Problem description ->
Count the lines in the records below that contain the string "given", treating uppercase and lowercase letters as different. Reply with the number alone.

<<<<

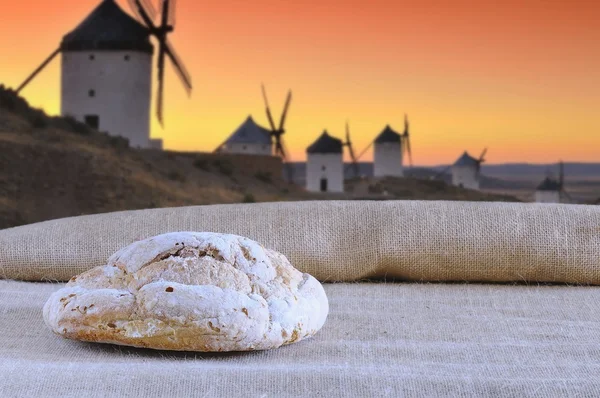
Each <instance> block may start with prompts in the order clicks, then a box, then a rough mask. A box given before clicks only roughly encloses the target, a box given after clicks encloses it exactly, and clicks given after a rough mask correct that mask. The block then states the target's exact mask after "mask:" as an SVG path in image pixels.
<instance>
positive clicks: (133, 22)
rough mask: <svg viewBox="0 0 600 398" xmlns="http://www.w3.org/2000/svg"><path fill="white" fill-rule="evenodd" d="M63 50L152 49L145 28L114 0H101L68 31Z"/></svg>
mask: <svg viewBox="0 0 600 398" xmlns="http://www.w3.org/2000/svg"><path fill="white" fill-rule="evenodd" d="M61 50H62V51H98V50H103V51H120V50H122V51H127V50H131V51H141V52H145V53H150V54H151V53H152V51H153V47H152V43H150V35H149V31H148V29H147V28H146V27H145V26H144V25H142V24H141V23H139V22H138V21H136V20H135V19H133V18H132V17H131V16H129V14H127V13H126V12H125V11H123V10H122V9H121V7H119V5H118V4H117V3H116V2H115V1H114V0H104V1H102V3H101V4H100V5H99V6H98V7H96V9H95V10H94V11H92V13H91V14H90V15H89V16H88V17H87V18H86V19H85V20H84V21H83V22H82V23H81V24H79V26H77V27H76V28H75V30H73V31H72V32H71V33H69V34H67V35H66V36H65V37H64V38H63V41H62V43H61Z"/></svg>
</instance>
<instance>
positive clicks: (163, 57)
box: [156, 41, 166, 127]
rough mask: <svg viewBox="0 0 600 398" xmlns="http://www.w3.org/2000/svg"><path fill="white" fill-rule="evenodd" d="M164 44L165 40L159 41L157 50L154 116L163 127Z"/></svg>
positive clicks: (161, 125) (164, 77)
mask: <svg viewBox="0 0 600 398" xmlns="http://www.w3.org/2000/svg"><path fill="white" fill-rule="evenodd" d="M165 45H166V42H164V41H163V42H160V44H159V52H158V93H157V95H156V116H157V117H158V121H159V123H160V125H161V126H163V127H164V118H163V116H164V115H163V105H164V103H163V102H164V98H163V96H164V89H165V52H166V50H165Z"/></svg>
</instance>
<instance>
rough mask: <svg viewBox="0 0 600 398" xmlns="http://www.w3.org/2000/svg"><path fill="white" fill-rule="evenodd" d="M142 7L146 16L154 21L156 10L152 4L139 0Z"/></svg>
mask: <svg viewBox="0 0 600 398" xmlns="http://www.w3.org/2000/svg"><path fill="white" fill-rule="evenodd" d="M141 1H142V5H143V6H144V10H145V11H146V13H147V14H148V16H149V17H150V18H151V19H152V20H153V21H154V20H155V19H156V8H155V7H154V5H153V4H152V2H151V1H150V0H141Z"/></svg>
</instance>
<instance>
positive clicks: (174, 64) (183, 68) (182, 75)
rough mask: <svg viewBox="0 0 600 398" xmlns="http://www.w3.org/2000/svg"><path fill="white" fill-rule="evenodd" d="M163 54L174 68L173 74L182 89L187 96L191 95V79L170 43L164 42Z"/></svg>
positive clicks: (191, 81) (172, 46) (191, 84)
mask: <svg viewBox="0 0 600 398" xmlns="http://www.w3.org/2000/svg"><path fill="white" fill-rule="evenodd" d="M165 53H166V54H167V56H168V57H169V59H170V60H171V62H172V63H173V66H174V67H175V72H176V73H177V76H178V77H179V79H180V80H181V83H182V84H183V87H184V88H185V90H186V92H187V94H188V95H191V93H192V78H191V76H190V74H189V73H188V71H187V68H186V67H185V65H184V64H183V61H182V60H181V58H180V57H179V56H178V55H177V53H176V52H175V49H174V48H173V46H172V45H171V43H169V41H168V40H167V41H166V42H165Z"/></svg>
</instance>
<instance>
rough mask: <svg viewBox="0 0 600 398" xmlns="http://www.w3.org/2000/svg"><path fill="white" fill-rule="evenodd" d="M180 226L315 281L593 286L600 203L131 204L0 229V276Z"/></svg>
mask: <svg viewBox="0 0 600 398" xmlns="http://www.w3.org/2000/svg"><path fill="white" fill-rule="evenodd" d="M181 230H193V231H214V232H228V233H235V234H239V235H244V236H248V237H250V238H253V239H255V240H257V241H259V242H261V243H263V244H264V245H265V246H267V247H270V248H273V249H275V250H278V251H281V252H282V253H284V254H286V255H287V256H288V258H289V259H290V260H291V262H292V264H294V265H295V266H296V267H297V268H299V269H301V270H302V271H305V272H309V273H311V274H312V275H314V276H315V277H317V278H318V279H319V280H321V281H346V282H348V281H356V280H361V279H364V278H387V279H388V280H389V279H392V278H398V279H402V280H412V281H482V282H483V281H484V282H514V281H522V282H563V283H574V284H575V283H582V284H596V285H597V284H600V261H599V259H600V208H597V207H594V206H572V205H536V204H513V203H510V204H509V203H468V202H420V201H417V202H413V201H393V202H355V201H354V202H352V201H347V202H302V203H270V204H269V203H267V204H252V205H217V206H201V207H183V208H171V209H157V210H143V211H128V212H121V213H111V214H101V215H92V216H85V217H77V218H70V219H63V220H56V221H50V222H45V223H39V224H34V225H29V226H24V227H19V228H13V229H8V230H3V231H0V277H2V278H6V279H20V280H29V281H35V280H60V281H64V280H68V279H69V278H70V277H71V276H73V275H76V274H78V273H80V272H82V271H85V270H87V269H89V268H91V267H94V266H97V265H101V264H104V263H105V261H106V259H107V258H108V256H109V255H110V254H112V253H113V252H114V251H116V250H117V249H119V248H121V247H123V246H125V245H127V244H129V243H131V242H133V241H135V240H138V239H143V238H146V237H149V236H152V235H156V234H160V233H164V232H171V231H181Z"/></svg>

>>>>
<<<<

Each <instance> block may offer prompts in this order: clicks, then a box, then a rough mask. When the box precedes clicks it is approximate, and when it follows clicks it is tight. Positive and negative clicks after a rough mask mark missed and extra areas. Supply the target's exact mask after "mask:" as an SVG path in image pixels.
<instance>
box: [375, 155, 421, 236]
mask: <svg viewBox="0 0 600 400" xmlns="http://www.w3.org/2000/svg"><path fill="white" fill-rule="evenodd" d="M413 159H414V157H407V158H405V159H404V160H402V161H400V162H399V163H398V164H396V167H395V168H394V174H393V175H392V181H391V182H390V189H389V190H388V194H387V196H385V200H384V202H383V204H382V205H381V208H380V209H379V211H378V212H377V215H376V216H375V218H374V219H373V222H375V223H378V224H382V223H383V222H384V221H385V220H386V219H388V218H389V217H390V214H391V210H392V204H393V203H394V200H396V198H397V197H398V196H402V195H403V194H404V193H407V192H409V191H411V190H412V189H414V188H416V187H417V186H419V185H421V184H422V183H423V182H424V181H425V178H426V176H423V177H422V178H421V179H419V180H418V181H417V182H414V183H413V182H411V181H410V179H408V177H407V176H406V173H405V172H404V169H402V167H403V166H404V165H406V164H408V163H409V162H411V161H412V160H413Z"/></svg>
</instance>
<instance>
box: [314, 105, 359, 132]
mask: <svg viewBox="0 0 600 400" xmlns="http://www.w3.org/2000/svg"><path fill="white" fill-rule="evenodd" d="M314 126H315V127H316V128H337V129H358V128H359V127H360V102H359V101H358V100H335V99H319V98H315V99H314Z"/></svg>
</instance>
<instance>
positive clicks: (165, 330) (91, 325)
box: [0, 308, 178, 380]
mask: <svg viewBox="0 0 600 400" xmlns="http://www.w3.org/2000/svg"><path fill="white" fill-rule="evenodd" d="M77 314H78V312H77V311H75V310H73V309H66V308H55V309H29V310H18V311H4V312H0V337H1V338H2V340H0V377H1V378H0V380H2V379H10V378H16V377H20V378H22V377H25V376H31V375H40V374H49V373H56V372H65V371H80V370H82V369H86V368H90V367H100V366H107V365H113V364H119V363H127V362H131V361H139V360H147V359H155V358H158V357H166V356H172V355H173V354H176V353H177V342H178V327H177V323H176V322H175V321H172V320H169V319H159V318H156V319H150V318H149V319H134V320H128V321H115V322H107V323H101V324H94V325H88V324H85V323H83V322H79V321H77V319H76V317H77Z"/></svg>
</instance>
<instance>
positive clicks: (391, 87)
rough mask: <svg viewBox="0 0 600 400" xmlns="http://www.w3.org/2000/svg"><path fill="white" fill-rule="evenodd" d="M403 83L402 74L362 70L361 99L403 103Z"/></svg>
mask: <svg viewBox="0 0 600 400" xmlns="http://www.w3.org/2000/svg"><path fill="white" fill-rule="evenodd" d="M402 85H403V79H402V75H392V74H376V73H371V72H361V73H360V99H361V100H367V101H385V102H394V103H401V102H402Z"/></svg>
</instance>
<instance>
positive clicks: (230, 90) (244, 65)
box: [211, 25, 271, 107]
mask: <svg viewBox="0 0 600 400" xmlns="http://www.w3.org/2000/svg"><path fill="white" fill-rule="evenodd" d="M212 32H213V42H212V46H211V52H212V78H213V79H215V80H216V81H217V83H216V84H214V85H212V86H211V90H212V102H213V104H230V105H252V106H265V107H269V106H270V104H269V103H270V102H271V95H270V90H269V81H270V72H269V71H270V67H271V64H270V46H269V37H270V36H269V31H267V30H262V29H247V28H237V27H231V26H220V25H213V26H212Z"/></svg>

>>>>
<<<<

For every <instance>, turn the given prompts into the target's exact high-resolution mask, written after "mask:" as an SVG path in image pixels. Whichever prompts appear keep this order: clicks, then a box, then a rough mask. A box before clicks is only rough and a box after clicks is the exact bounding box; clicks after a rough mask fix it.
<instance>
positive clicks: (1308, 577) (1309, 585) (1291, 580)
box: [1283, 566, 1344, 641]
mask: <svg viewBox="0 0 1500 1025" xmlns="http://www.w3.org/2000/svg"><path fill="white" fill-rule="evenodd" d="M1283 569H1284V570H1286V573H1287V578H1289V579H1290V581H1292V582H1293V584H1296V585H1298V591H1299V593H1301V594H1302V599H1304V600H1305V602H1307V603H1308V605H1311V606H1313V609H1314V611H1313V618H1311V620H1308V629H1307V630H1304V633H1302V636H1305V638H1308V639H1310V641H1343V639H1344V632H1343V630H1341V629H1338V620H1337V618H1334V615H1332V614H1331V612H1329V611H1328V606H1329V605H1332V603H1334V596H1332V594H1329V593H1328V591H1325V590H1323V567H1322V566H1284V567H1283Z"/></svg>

>>>>

Task output ->
2